**EXERCISE DESCRIPTION:** Your answer should be a single number: the count of lines in the listing that contain "sofa".

**SUPPLIED DATA:**

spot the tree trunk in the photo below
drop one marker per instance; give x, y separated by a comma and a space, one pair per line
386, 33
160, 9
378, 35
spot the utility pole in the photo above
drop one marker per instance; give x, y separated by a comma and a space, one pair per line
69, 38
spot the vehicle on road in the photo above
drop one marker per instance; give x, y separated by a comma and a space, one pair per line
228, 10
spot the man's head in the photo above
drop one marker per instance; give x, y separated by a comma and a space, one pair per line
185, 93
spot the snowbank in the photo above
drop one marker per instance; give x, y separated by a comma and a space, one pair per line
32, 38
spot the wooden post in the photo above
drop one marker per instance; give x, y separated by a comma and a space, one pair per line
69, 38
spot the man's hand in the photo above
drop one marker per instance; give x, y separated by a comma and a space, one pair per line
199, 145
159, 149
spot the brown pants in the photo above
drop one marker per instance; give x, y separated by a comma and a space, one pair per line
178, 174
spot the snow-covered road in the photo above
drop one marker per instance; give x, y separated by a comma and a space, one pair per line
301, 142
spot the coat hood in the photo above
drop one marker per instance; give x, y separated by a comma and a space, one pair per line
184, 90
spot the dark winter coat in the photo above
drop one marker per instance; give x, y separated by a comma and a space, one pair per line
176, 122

* * *

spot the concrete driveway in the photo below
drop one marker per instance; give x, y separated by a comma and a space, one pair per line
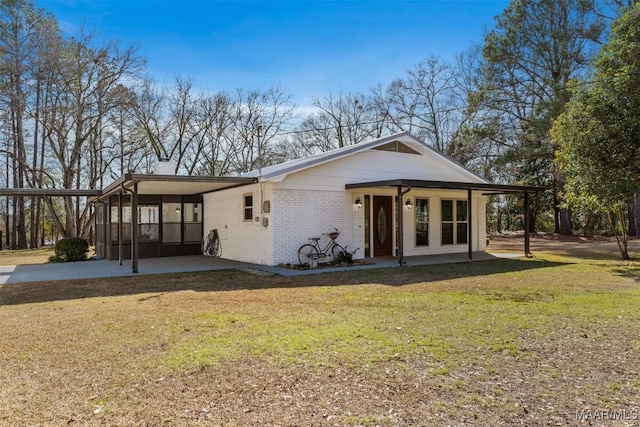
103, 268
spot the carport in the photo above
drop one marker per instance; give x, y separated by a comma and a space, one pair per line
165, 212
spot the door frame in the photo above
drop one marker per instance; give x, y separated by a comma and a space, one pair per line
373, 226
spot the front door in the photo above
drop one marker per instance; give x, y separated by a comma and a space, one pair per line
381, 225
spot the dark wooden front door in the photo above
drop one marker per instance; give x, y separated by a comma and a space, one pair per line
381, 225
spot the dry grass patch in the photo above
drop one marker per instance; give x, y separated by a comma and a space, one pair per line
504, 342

==

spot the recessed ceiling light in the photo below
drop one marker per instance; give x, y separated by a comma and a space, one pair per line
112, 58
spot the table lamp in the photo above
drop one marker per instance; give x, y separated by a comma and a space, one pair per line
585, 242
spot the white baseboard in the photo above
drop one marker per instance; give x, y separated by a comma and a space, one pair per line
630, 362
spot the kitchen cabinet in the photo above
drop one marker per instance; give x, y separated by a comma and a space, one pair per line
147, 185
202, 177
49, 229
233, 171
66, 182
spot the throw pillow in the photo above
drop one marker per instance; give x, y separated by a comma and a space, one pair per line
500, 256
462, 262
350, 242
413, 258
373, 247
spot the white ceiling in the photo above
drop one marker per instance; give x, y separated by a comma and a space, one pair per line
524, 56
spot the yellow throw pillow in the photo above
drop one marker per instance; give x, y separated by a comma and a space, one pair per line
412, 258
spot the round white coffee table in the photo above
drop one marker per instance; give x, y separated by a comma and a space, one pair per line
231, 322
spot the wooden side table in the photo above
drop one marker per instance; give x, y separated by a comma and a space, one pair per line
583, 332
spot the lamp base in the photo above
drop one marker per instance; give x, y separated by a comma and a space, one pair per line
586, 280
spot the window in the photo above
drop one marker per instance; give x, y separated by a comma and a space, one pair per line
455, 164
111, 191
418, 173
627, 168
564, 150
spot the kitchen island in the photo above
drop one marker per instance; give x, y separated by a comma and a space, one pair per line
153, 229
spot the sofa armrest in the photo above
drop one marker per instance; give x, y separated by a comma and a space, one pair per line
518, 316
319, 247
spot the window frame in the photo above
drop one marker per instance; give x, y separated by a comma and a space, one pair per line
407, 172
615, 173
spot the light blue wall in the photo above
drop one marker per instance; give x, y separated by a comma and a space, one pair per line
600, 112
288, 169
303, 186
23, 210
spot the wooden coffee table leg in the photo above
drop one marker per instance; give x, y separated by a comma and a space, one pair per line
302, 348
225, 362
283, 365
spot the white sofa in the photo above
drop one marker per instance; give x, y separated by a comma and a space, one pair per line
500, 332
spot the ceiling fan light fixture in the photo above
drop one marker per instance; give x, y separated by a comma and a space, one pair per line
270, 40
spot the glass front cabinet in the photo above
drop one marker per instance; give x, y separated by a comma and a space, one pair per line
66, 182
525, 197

**RESULT OF THE EXERCISE:** 2